◆ ENTRIES PROVIDED:
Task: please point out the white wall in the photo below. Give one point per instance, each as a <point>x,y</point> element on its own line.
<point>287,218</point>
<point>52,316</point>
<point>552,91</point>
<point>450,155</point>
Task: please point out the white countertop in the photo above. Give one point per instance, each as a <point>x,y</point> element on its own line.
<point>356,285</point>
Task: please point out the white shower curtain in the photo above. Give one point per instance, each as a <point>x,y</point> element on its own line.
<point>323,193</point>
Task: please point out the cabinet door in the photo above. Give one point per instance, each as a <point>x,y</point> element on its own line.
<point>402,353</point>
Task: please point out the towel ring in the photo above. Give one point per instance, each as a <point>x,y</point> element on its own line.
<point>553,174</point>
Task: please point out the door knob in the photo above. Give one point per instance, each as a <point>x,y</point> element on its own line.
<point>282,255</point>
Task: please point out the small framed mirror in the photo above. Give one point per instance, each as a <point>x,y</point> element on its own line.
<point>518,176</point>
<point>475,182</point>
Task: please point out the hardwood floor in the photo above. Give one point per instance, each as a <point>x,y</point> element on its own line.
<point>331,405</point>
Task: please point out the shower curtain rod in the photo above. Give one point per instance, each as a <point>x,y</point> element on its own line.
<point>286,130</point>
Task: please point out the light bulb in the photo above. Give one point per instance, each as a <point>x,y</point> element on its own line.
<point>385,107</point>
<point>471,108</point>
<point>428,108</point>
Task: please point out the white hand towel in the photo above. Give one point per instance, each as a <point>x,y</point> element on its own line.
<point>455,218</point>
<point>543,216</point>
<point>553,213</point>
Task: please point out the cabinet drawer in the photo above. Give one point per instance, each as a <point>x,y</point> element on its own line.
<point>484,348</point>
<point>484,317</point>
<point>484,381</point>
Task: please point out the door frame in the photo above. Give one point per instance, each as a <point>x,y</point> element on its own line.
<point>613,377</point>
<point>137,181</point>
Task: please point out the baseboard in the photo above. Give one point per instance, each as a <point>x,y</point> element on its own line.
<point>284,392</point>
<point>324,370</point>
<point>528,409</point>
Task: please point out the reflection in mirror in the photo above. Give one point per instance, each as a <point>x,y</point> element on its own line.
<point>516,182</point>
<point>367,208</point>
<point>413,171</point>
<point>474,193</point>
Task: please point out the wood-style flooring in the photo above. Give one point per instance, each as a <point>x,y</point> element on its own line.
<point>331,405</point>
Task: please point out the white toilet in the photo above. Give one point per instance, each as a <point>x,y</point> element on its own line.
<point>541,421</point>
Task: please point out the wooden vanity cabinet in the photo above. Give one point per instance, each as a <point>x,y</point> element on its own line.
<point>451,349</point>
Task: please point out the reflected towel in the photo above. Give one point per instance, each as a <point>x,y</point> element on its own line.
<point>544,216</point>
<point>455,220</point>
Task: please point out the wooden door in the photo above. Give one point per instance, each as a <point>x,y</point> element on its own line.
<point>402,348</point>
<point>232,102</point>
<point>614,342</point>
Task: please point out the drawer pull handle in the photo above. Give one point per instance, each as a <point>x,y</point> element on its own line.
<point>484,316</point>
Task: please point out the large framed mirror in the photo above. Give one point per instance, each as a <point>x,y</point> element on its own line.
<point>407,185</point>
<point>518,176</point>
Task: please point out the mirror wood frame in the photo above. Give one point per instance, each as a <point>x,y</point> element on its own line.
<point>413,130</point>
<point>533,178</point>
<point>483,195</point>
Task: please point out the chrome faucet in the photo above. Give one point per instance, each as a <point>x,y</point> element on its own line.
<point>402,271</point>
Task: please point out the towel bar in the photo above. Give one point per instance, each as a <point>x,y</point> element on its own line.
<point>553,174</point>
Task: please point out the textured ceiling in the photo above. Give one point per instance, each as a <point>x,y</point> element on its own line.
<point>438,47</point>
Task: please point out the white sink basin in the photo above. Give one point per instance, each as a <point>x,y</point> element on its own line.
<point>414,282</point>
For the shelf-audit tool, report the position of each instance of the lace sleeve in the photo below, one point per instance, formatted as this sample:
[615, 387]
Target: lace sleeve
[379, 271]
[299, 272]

◆ WHAT YOU HAVE TO DO:
An exact copy of the listing is what's needed here.

◆ OUTPUT FOR THIS TASK:
Task: please point out the white wall in the photo below. Give one point per instance, each as a <point>x,y</point> element on its own line.
<point>287,218</point>
<point>52,316</point>
<point>552,91</point>
<point>450,155</point>
Task: please point out the white countertop in the photo above. Give one point per instance, each as a <point>x,y</point> element on its own line.
<point>356,285</point>
Task: please point out the white shower curtain in the photo above. Give one point per instance, each as a <point>x,y</point> element on its own line.
<point>323,193</point>
Task: please point out the cabinet door in the photo above. Give one point per instance, each as a <point>x,y</point> element on its own line.
<point>402,353</point>
Task: please point out the towel ring in the photo above. Give one point per instance, each as a <point>x,y</point> element on its own line.
<point>553,174</point>
Task: please point out the door knob in the photo above. Give one point per instance, each as a <point>x,y</point> element on its own line.
<point>282,255</point>
Task: please point out the small framed mirror in the photo above. Give one point per instance, each as a <point>x,y</point> element on its own line.
<point>518,176</point>
<point>475,182</point>
Task: please point out the hardwood floor in the photo above. Give one point per instance, each as a <point>x,y</point> element on its own line.
<point>331,405</point>
Task: please point out the shower curtain rod in the photo above. Give one point per instance, each as a <point>x,y</point> element on its own line.
<point>286,130</point>
Task: please point out the light bulb in the photo above. Give one point per instance, each as a <point>x,y</point> element on its own line.
<point>385,107</point>
<point>471,108</point>
<point>428,108</point>
Task: please point out the white hand towel in the photo above. Give one point per instance, each as a <point>x,y</point> element on its own line.
<point>455,218</point>
<point>543,216</point>
<point>553,213</point>
Task: please point out the cabinet drawer in the photo above. Give one point per instance, each as a <point>x,y</point> element on its own line.
<point>484,348</point>
<point>484,317</point>
<point>484,381</point>
Task: please point out the door frame in the photo above. Give one point per instance, each as a <point>x,y</point> element on its own line.
<point>613,377</point>
<point>137,181</point>
Task: please point out the baseboard in the photo above. Give one point per instance, each as a <point>x,y</point> element on its own line.
<point>284,392</point>
<point>324,370</point>
<point>528,409</point>
Task: please point out the reflection in mirror in the photo above. Give one point per instance, each as a <point>x,y</point> element on its own line.
<point>516,182</point>
<point>367,208</point>
<point>413,171</point>
<point>474,193</point>
Task: please point out the wood-style flooring in the photo above. Give one point per instance, each as a <point>x,y</point> element on its own line.
<point>331,405</point>
Task: please point out the white toilet in the photo above. Give one point per instance, each as a <point>x,y</point> element on its own line.
<point>541,421</point>
Task: please point out the wooden vanity cabinet in the photo above. Give one point per instance, each as a <point>x,y</point> element on its own line.
<point>451,349</point>
Task: please point out the reflected towel in the photo above. Give one point per instance, each as a <point>x,y</point> element on its own line.
<point>544,216</point>
<point>455,220</point>
Task: please point out the wooden door in the photo above. Give one point per instance, each as a <point>x,y</point> element on its own line.
<point>402,348</point>
<point>232,102</point>
<point>614,342</point>
Task: please point out the drawer pull handle in the photo above. Give one point per instance, each as a <point>x,y</point> element on its own line.
<point>484,316</point>
Task: please point out the large framed mirror in the photo above. Give one point per instance, each as a <point>x,y</point> element on its own line.
<point>407,185</point>
<point>518,176</point>
Task: please point out the mirror wood frame in the photo above. Give one point per instance, each as a <point>x,y</point> element on its own line.
<point>413,130</point>
<point>533,178</point>
<point>483,195</point>
Task: please point out the chrome faucet in the photo above. Give one point per instance, each as a <point>x,y</point> element on its own line.
<point>402,271</point>
Task: please point out the towel bar in the photo above. Give one point per instance, each as a <point>x,y</point> element on its own line.
<point>553,174</point>
Task: please point out the textured ceiling in the photo above. Give one point per instance, each as a <point>x,y</point> element on its own line.
<point>438,47</point>
Task: please point out the white sink basin in the photo above. Give one point per instance, each as a <point>x,y</point> element on its own line.
<point>414,282</point>
For the shelf-audit tool, report the position of each instance of the lace sleeve in the photo below, one point per instance, formatted as this sample:
[615, 387]
Target: lace sleeve
[379, 271]
[299, 272]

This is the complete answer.